> Document text:
==================================================

This article first appeared in the St. Louis Beacon, Jan. 4, 2013 - The sun shines brightly overhead, and the sky is blue. Children splash in the many-armed swimming pool at the comfortable resort on the Indian ocean; their mothers and fathers read and drowse poolside in lounge chairs and splash suntan lotion on reddening skin. All is calm on this day after Christmas, and then comes a quickening breeze. It rolls a red beach ball slowly across the concrete apron of the swimming pool and sets the pages of a book aflutter.
Birds shriek and take flight and a strange hum in the air turns into a roar as palm trees topple on the nearby shoreline and within a few seconds a wall of water, brown and crammed with deadly debris, rises like a fist high above the jungle and roars across the resort, sweeping trees and buildings and men and women and children inland in a maelstrom of almost unprecedented power.
"The Impossible" is a taut, harrowing disaster film based on a true account of survival. Spanish screenwriter Sergio G. Sanchez and director J. A. Bayone ("The Orphanage") focus on the travails of five people from Great Britain, a husband and wife and three small boys on vacation in Thailand, to humanize one of the worst disasters in modern times -- the 2004 Indian Ocean tsunami, which swept across the land with waves almost 100 feet high and killed 230,000 people in 14 countries.
Ewan McGregor and Naomi Watts, as good and believable as they have been in years, play the parents, but the most memorable performance is by Tom Holland as Lucas, the oldest son, who finds himself stranded on the edge of the jungle with his battered, bleeding mother, and must take charge of her -- and his -- survival. Much of the film is told from the standpoint of Lucas, as the scene shifts from the wave-devastated jungle to makeshift camps for the survivors to a badly overcrowded hospital, where there are so many people laid out in cots both inside and outside that Lucas keeps losing track of his mother, At the same time, he is searching for his father and his two small brothers, half convinced that they are dead beneath the sea.
The harrowing search to reunite the family through the stunned devastation of coastal Thailand takes up much of the movie, and it is well done and generally absorbing. But the memories most people will take away from "The Impossible" come early in the movie, as the massive tsunami wave snaps trees like twigs and sweeps human beings away like ants caught in a strong burst from a garden hose.
We are used to spectacular computer-assembled scenes of fantastic worlds that don't really exist, Middle-earth and Hogwarts and Gotham City and Avatar's Pandora, but the spectacular 20-minute tsunami scene in "The Impossible" seems horrifyingly real, down to earth. In the midst of churning chaos, people scramble frantically to save their lives by grabbing onto trees or telephone poles or each other, and eventually by crawling through a maze of water-borne debris, some of it wrapped around corpses, to higher ground.
The show business publication Variety informs us that the tsunami was created using "Thailand-based sets, a Spain-based liquid tank, several thousand tons of water and seamlessly integrated f/x" (computer and other special effects). But miraculously, there is no sense -- as there is sometimes with the undeniably spectacular films of Peter Jackson ("The Hobbit") or even Ang Lee ("The Life of Pi") -- that the computers are in charge.

==================================================

> Work to complete: In the film review, which actor plays Lucas, the oldest son? Rely only on the review for the answer.

==================================================

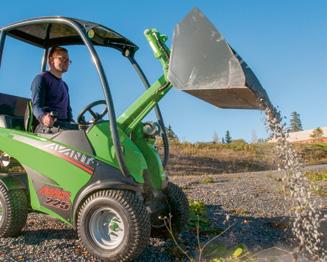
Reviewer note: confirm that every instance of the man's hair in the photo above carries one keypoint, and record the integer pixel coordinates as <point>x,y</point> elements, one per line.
<point>56,49</point>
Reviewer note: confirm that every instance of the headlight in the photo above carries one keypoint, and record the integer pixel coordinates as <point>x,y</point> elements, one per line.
<point>151,129</point>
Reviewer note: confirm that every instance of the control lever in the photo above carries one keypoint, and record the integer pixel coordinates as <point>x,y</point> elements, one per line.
<point>54,116</point>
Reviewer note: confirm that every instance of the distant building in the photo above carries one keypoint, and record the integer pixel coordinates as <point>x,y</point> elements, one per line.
<point>306,136</point>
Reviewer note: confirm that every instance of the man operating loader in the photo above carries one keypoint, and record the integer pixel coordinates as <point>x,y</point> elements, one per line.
<point>50,97</point>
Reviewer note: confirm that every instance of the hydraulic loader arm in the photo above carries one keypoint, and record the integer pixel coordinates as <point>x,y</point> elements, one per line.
<point>144,104</point>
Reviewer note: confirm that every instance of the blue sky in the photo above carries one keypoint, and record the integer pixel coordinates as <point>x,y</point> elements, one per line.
<point>284,42</point>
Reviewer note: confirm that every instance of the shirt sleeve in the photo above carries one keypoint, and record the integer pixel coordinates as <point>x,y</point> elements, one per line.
<point>38,96</point>
<point>69,111</point>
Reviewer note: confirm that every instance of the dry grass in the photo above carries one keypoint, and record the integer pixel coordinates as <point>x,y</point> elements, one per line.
<point>212,159</point>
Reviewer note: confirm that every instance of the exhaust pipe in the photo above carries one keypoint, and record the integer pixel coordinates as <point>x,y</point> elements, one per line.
<point>204,65</point>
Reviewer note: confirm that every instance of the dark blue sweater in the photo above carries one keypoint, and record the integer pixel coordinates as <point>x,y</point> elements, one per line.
<point>50,93</point>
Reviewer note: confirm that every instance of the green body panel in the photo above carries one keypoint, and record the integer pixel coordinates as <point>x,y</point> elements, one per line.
<point>139,151</point>
<point>104,150</point>
<point>69,177</point>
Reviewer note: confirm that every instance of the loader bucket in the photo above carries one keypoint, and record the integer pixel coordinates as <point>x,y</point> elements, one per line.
<point>204,65</point>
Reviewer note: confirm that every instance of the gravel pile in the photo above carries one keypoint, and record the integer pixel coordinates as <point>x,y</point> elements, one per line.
<point>252,202</point>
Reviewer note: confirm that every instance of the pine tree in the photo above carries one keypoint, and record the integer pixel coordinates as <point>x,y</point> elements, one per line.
<point>295,122</point>
<point>228,138</point>
<point>317,133</point>
<point>215,138</point>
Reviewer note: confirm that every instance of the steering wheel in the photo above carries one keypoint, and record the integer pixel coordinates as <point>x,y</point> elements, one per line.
<point>95,116</point>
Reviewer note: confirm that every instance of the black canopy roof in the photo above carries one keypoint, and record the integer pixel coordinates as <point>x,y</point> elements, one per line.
<point>46,32</point>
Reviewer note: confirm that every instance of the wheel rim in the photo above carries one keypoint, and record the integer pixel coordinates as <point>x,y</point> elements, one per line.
<point>107,228</point>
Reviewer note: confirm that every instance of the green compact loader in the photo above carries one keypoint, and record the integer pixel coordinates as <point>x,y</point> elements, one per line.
<point>106,177</point>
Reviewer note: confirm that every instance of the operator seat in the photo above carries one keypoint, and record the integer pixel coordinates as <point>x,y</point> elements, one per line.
<point>12,111</point>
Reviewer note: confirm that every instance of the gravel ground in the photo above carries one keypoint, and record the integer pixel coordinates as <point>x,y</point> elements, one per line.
<point>254,203</point>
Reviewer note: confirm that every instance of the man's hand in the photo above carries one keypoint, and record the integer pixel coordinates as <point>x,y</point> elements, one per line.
<point>47,120</point>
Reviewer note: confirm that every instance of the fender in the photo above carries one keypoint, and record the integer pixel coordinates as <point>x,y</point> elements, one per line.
<point>14,181</point>
<point>105,177</point>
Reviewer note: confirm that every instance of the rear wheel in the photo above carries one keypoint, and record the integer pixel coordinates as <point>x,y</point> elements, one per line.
<point>114,225</point>
<point>13,211</point>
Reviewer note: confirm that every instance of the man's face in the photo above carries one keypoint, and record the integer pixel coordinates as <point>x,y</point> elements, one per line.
<point>59,61</point>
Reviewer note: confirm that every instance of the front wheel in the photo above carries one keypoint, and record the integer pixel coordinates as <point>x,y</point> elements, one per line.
<point>114,225</point>
<point>179,210</point>
<point>13,211</point>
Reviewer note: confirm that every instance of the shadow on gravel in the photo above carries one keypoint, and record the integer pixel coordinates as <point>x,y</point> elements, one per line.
<point>205,165</point>
<point>36,237</point>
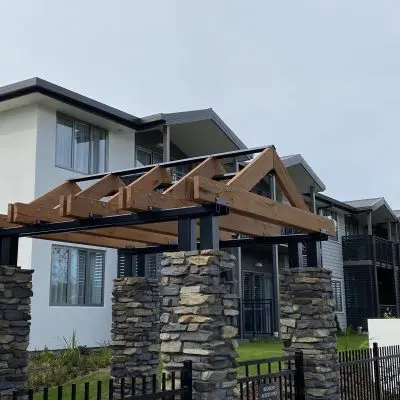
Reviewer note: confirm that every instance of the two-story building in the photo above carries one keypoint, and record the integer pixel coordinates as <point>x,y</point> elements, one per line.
<point>49,134</point>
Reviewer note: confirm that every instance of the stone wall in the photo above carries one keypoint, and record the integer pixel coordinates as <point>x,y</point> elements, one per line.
<point>15,315</point>
<point>199,319</point>
<point>135,328</point>
<point>308,325</point>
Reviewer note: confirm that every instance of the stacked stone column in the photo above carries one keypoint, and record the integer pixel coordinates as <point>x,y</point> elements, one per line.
<point>135,328</point>
<point>199,319</point>
<point>308,325</point>
<point>15,314</point>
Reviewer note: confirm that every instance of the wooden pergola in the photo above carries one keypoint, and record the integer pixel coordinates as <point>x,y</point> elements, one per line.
<point>144,206</point>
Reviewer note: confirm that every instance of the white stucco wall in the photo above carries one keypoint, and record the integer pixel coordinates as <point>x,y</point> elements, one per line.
<point>17,164</point>
<point>49,323</point>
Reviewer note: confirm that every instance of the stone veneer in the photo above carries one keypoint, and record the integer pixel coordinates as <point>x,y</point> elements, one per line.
<point>199,319</point>
<point>307,325</point>
<point>15,314</point>
<point>135,328</point>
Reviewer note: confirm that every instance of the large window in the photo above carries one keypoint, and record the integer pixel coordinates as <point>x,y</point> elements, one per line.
<point>337,295</point>
<point>332,215</point>
<point>77,276</point>
<point>80,147</point>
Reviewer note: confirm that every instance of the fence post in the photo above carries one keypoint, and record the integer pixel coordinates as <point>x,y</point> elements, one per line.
<point>375,353</point>
<point>187,380</point>
<point>299,376</point>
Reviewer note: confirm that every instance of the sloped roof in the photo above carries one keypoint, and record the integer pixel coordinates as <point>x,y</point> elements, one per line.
<point>371,203</point>
<point>297,159</point>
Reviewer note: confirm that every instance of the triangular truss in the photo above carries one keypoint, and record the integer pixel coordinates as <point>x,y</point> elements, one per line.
<point>148,188</point>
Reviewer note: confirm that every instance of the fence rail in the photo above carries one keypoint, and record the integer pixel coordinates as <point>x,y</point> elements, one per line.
<point>283,375</point>
<point>370,374</point>
<point>175,386</point>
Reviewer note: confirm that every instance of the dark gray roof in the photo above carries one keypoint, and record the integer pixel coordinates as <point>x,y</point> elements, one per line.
<point>197,115</point>
<point>37,85</point>
<point>294,159</point>
<point>365,202</point>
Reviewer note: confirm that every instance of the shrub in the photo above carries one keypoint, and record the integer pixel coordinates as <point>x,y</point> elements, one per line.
<point>48,368</point>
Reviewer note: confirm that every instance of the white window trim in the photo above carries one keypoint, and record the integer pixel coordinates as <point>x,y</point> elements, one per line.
<point>340,280</point>
<point>73,119</point>
<point>88,305</point>
<point>331,238</point>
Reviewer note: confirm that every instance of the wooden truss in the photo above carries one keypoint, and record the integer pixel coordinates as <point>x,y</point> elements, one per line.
<point>250,214</point>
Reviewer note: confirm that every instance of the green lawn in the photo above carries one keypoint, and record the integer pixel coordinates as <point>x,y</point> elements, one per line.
<point>247,351</point>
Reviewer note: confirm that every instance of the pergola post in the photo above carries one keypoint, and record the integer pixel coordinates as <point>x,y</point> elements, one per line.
<point>199,320</point>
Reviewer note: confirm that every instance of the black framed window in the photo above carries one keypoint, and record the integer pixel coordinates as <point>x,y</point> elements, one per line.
<point>80,147</point>
<point>77,276</point>
<point>337,286</point>
<point>332,215</point>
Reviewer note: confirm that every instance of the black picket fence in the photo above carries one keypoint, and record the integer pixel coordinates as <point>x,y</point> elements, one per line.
<point>370,374</point>
<point>175,386</point>
<point>279,377</point>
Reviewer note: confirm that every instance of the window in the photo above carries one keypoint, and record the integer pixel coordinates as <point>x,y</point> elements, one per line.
<point>77,277</point>
<point>333,216</point>
<point>80,147</point>
<point>337,295</point>
<point>351,226</point>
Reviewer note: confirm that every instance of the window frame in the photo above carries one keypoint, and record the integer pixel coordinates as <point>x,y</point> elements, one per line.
<point>87,274</point>
<point>92,127</point>
<point>340,282</point>
<point>323,212</point>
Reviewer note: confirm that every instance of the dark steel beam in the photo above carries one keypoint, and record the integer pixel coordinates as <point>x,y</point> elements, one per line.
<point>169,164</point>
<point>187,229</point>
<point>9,250</point>
<point>266,240</point>
<point>294,254</point>
<point>147,217</point>
<point>209,232</point>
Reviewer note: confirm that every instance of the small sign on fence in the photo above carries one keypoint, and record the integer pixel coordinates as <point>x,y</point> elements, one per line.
<point>268,391</point>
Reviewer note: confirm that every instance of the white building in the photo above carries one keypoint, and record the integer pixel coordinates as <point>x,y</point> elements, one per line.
<point>49,134</point>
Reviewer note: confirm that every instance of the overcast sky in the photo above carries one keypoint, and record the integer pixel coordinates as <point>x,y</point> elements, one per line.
<point>317,77</point>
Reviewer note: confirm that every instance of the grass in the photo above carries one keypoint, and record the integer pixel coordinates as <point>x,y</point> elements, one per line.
<point>247,351</point>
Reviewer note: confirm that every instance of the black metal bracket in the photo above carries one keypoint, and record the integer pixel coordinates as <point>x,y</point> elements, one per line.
<point>9,250</point>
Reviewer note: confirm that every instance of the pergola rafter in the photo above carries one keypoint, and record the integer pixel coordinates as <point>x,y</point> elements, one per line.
<point>140,190</point>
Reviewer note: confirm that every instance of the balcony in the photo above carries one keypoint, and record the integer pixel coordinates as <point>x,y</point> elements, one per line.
<point>370,248</point>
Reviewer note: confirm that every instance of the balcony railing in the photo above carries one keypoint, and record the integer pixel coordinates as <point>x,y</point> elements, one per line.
<point>360,248</point>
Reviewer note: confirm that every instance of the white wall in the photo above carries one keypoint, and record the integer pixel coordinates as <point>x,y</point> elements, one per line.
<point>49,323</point>
<point>332,258</point>
<point>17,164</point>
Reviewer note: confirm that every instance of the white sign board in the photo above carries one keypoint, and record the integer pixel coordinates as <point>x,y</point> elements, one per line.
<point>385,332</point>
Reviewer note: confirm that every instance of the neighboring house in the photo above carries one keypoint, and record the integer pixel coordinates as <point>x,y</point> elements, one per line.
<point>49,134</point>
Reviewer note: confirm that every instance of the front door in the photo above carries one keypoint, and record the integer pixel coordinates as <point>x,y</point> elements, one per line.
<point>257,303</point>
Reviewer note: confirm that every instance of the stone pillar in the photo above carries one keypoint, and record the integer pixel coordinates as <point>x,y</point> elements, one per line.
<point>308,325</point>
<point>15,315</point>
<point>199,319</point>
<point>135,328</point>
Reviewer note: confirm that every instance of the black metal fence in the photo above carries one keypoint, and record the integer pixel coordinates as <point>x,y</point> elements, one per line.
<point>370,374</point>
<point>280,377</point>
<point>175,386</point>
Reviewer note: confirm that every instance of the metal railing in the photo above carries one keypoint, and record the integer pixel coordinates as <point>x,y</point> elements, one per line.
<point>175,385</point>
<point>387,310</point>
<point>275,378</point>
<point>370,374</point>
<point>362,247</point>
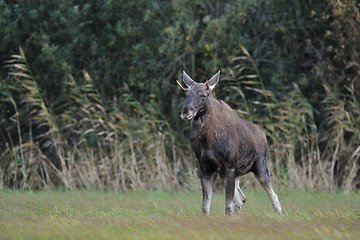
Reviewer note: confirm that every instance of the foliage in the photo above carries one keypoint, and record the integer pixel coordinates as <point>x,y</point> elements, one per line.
<point>94,103</point>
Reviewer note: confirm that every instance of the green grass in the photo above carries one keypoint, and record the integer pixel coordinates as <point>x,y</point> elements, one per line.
<point>159,215</point>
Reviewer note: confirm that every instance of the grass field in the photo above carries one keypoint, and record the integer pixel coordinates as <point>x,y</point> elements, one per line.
<point>160,215</point>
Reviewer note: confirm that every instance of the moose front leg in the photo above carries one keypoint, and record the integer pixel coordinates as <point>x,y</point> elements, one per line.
<point>206,184</point>
<point>229,191</point>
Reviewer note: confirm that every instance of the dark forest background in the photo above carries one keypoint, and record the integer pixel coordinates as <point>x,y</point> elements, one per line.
<point>89,99</point>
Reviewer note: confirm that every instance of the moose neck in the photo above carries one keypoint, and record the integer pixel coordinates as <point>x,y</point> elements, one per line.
<point>199,123</point>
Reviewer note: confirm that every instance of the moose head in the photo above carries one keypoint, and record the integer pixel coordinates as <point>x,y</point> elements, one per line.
<point>197,97</point>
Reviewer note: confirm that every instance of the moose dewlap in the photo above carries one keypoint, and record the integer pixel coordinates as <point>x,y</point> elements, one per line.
<point>224,143</point>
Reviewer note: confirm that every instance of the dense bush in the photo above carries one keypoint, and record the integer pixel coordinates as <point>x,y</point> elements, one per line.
<point>91,100</point>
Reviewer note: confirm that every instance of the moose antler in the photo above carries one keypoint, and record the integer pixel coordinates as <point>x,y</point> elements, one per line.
<point>185,89</point>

==================================================

> Response area: Tom Holland